» **Records supplied**
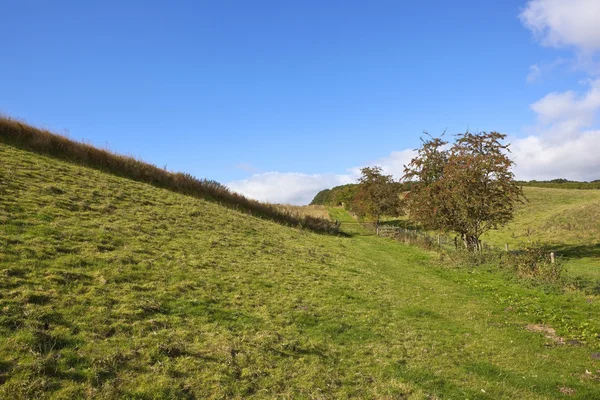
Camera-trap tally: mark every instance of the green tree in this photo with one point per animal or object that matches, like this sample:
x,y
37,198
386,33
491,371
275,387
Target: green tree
x,y
377,195
468,188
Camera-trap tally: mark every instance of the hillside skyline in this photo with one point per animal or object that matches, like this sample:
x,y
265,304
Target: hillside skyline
x,y
281,101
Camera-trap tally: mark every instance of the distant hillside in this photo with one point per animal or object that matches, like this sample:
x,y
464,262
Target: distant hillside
x,y
27,137
345,193
112,288
562,184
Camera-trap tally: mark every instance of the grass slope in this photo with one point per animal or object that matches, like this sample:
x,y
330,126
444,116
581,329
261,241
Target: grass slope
x,y
111,288
567,220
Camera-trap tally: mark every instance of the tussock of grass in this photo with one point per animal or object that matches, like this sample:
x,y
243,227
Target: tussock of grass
x,y
45,142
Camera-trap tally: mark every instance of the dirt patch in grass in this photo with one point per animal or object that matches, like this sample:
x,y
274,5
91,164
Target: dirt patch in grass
x,y
547,331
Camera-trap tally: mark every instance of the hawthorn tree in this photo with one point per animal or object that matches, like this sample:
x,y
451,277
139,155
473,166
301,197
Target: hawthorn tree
x,y
377,195
468,188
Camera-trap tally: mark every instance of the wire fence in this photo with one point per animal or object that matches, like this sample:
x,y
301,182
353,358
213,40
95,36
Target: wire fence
x,y
427,239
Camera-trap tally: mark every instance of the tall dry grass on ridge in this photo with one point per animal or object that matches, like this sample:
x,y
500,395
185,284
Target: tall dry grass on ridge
x,y
27,137
313,210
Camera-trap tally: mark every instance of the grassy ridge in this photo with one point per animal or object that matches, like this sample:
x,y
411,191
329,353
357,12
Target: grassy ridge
x,y
111,288
42,141
566,221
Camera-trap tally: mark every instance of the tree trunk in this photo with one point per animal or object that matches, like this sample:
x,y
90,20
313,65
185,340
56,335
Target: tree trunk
x,y
471,242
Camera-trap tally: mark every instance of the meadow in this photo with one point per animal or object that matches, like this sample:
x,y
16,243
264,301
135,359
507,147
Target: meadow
x,y
565,221
113,288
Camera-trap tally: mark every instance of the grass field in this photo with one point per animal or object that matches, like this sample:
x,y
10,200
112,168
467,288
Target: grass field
x,y
111,288
565,220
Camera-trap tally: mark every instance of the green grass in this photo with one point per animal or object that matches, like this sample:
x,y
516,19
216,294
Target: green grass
x,y
111,288
565,220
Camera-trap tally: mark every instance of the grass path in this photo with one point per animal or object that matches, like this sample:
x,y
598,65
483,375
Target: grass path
x,y
115,289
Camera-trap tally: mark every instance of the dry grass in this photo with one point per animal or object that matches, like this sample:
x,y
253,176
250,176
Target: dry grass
x,y
313,211
27,137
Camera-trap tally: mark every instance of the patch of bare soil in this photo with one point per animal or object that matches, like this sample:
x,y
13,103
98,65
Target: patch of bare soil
x,y
547,331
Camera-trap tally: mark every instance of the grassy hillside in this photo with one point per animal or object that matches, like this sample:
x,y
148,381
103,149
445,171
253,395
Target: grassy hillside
x,y
41,141
111,288
566,220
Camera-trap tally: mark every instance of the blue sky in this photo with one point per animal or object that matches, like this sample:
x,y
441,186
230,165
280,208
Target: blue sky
x,y
267,96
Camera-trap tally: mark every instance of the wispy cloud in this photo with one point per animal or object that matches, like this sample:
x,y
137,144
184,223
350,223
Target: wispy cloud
x,y
535,73
564,142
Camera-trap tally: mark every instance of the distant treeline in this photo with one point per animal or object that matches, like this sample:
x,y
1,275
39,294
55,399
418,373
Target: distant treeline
x,y
345,194
41,141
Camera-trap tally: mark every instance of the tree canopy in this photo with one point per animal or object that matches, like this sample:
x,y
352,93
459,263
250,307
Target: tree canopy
x,y
377,195
467,188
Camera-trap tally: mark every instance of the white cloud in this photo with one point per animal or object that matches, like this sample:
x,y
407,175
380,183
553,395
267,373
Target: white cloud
x,y
577,158
297,188
535,73
564,115
289,188
564,23
565,144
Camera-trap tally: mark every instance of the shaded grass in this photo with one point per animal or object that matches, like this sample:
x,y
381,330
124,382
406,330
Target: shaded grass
x,y
111,288
28,137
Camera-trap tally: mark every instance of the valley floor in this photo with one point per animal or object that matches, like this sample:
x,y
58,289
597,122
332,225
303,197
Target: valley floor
x,y
115,289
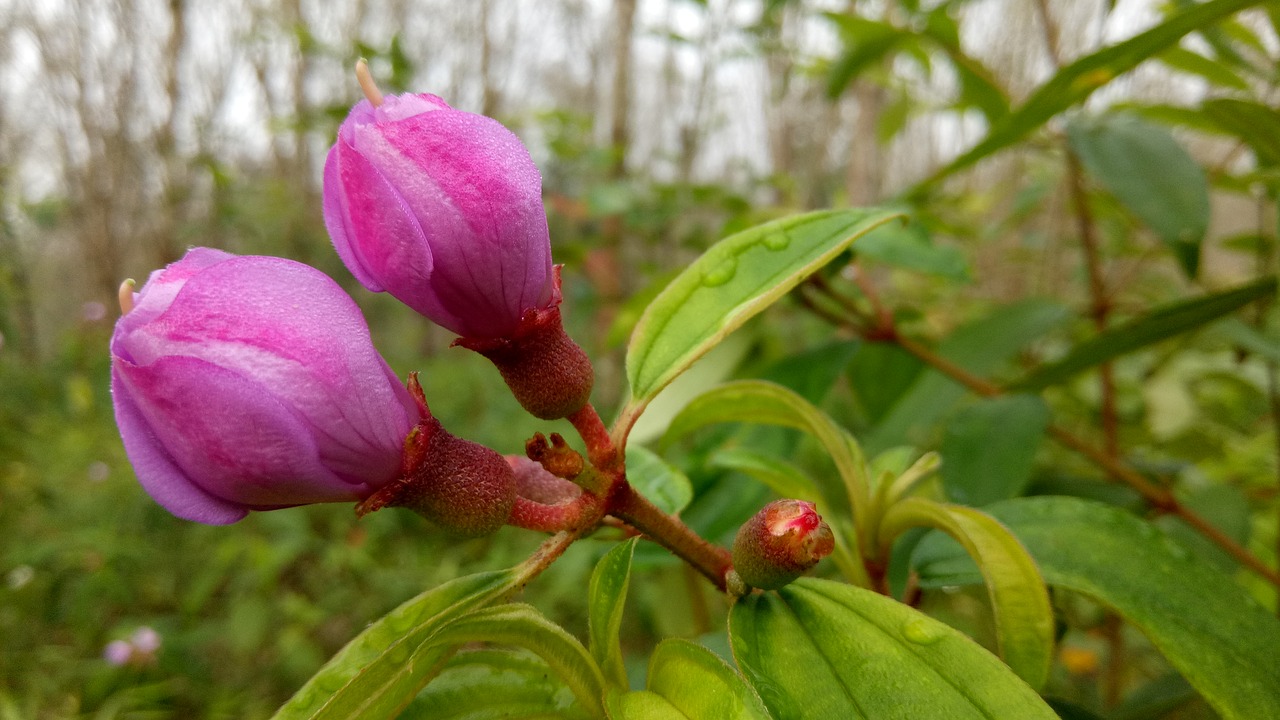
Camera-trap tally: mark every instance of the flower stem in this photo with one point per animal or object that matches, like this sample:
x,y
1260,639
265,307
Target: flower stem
x,y
667,531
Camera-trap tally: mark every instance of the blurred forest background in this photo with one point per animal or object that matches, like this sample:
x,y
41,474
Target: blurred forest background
x,y
132,130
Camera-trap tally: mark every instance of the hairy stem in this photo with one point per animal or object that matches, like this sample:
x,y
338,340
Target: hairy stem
x,y
667,531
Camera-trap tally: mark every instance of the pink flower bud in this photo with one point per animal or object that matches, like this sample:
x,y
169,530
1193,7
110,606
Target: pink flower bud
x,y
251,383
780,543
443,210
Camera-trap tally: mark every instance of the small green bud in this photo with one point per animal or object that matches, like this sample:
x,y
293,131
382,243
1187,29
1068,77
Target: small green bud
x,y
780,543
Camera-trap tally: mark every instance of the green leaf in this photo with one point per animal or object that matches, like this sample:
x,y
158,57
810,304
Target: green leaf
x,y
910,247
982,347
812,373
865,44
821,650
1075,82
606,597
781,477
1203,623
1160,324
1146,169
658,481
789,481
494,684
880,374
990,449
641,705
1193,63
757,401
699,684
371,675
705,373
1019,601
1252,122
522,625
734,281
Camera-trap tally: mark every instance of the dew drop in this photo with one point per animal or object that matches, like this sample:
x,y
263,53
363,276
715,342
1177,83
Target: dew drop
x,y
776,241
922,632
720,274
1176,548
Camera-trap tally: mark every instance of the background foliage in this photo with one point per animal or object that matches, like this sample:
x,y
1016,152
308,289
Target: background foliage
x,y
1092,190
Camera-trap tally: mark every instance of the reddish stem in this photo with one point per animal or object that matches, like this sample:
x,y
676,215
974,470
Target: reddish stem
x,y
667,531
599,446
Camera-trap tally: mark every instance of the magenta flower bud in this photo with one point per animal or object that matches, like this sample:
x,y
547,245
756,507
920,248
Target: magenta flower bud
x,y
251,383
780,543
442,209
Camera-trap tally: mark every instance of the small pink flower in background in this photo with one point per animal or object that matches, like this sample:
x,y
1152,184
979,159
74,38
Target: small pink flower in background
x,y
118,652
140,650
442,209
251,383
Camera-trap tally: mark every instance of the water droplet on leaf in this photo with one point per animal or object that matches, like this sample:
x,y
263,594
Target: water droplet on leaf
x,y
776,241
922,632
721,273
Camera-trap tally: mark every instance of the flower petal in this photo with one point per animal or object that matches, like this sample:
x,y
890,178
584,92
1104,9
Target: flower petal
x,y
231,437
158,472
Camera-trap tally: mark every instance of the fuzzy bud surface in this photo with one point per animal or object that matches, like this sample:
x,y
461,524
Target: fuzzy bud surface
x,y
780,543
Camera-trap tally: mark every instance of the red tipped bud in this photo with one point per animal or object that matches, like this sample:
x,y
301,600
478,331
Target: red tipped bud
x,y
782,541
458,484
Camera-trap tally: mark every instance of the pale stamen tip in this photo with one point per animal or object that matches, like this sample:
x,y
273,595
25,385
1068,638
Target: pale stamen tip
x,y
126,296
366,83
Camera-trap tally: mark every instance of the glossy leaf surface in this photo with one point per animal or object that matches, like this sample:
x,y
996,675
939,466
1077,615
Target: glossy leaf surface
x,y
606,596
494,684
691,683
731,282
371,675
658,481
990,449
1019,601
522,625
1151,174
821,650
1203,623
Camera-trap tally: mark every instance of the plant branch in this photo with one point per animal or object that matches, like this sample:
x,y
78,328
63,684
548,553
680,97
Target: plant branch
x,y
1157,495
1100,300
667,531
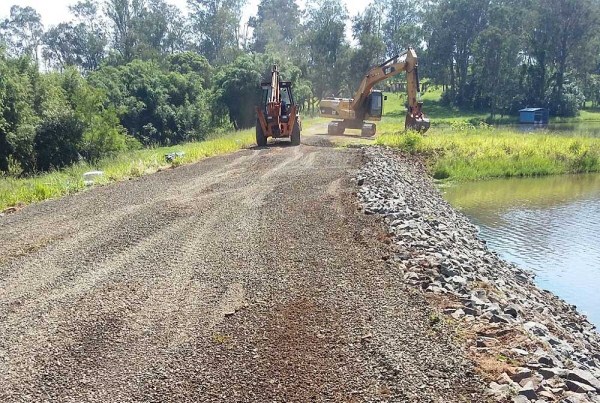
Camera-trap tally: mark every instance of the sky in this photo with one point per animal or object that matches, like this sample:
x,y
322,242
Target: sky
x,y
56,11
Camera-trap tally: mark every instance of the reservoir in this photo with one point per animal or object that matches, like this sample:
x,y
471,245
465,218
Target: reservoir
x,y
550,225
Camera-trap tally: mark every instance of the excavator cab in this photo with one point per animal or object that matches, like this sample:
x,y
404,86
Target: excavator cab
x,y
277,114
374,105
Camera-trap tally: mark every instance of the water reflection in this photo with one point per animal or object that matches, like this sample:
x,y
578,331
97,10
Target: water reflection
x,y
550,225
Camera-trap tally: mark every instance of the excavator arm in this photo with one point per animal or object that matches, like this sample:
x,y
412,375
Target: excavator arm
x,y
405,62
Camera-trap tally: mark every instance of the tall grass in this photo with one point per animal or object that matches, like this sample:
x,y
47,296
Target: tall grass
x,y
19,191
464,152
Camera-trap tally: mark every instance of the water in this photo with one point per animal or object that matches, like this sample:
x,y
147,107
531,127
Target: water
x,y
549,225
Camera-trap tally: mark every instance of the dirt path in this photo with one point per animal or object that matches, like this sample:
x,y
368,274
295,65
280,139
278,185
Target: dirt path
x,y
249,277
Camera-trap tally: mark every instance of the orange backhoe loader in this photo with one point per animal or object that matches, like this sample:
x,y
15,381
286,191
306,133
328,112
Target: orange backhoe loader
x,y
277,115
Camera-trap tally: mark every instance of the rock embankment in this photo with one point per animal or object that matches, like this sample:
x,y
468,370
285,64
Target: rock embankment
x,y
530,344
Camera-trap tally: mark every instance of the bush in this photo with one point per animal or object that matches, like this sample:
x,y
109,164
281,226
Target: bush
x,y
104,137
57,141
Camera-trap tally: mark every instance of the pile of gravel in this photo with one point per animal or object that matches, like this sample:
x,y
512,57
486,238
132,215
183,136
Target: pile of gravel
x,y
545,349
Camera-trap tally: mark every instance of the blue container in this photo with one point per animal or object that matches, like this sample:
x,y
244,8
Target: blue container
x,y
534,116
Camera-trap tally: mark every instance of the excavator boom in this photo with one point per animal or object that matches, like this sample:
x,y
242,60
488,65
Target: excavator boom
x,y
367,104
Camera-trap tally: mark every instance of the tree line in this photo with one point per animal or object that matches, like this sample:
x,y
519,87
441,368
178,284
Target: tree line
x,y
122,74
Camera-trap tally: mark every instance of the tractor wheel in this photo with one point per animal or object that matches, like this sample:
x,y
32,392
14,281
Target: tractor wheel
x,y
295,137
261,140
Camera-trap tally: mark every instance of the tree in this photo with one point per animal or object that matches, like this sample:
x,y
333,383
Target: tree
x,y
366,30
217,27
57,141
277,24
238,90
22,32
123,15
324,36
400,23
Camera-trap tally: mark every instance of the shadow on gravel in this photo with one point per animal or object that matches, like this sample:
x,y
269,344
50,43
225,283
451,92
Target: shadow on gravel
x,y
276,144
350,136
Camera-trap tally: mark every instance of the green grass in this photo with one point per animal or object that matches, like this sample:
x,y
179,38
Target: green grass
x,y
465,152
22,191
446,115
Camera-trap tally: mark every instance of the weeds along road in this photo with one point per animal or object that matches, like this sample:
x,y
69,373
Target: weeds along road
x,y
248,277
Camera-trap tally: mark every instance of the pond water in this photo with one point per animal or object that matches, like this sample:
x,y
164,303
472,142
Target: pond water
x,y
550,225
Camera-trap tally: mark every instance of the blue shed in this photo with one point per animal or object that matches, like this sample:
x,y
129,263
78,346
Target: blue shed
x,y
534,115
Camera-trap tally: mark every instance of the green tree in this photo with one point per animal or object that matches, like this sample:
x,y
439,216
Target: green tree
x,y
22,32
366,30
237,90
325,39
216,24
400,22
277,24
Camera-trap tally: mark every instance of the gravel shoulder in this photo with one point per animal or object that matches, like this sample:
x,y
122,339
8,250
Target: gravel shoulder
x,y
529,344
247,277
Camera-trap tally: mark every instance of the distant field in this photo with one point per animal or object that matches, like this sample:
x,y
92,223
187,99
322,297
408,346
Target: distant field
x,y
463,152
445,115
20,191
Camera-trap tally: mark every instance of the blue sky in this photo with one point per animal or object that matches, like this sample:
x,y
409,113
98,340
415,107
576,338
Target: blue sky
x,y
56,11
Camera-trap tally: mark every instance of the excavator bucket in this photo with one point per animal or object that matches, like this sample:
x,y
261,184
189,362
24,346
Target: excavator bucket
x,y
416,119
420,124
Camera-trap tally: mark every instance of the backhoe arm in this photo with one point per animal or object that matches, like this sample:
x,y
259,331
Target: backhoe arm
x,y
407,62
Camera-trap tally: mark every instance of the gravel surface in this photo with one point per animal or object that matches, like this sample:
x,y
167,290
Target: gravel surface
x,y
531,345
249,277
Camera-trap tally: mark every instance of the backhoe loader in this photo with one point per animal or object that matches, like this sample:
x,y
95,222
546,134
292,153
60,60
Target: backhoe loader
x,y
367,104
277,115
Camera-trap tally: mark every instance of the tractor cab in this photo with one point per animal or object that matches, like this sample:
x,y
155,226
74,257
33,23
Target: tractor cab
x,y
285,102
277,113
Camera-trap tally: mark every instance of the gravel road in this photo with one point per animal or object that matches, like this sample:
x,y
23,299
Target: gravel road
x,y
249,277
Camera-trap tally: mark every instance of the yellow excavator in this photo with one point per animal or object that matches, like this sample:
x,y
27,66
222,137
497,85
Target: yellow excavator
x,y
367,104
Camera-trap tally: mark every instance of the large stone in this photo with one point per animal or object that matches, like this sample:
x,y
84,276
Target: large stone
x,y
520,374
536,328
584,377
549,373
528,391
579,387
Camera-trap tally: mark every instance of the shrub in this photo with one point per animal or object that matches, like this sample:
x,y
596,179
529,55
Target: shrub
x,y
57,141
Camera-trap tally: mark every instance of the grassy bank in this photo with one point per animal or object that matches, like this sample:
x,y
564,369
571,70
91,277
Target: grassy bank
x,y
443,115
465,153
20,191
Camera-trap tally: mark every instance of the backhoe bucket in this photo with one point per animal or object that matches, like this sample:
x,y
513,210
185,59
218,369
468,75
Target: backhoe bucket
x,y
418,124
416,119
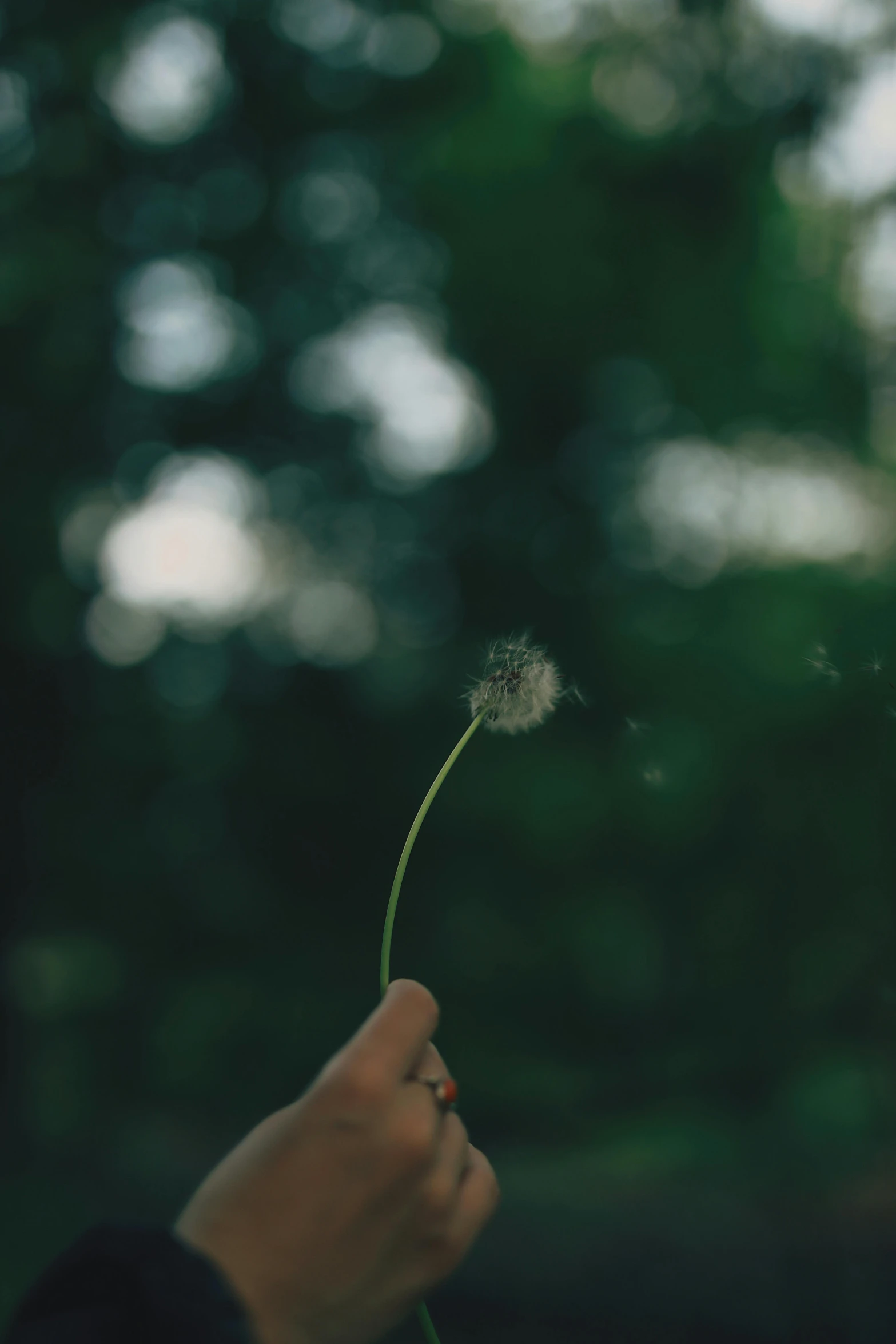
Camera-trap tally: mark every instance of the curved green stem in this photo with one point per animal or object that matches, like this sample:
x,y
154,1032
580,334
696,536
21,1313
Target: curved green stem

» **Exercise**
Please rewrite everything from the line containing "Camera-trap tally: mark every instance of the grassy bank" down to the end of the material as a JSON list of strings, one string per line. Skip blank lines and leave the pictures out.

» **Exercise output**
[
  "Camera-trap tally: mark every instance of the grassy bank in this photo with one point per animal or object that matches, like this sample:",
  "x,y",
  "564,369",
  "571,70",
  "91,277",
  "Target: grassy bank",
  "x,y",
  "443,115",
  "465,153",
  "20,191",
  "Camera-trap tally: mark every instance of the backhoe bucket in this photo with one point per animal or object that matches, like this sample:",
  "x,y",
  "513,210",
  "185,59",
  "218,369",
  "468,75",
  "Target: backhoe bucket",
  "x,y",
  "418,124",
  "416,119",
  "Camera-trap tally: mark every instance of the curved green stem in this photo with one point per animal or object that matches, like this sample:",
  "x,y",
  "154,1032",
  "580,334",
  "696,536",
  "21,1313",
  "Target: curved green stem"
]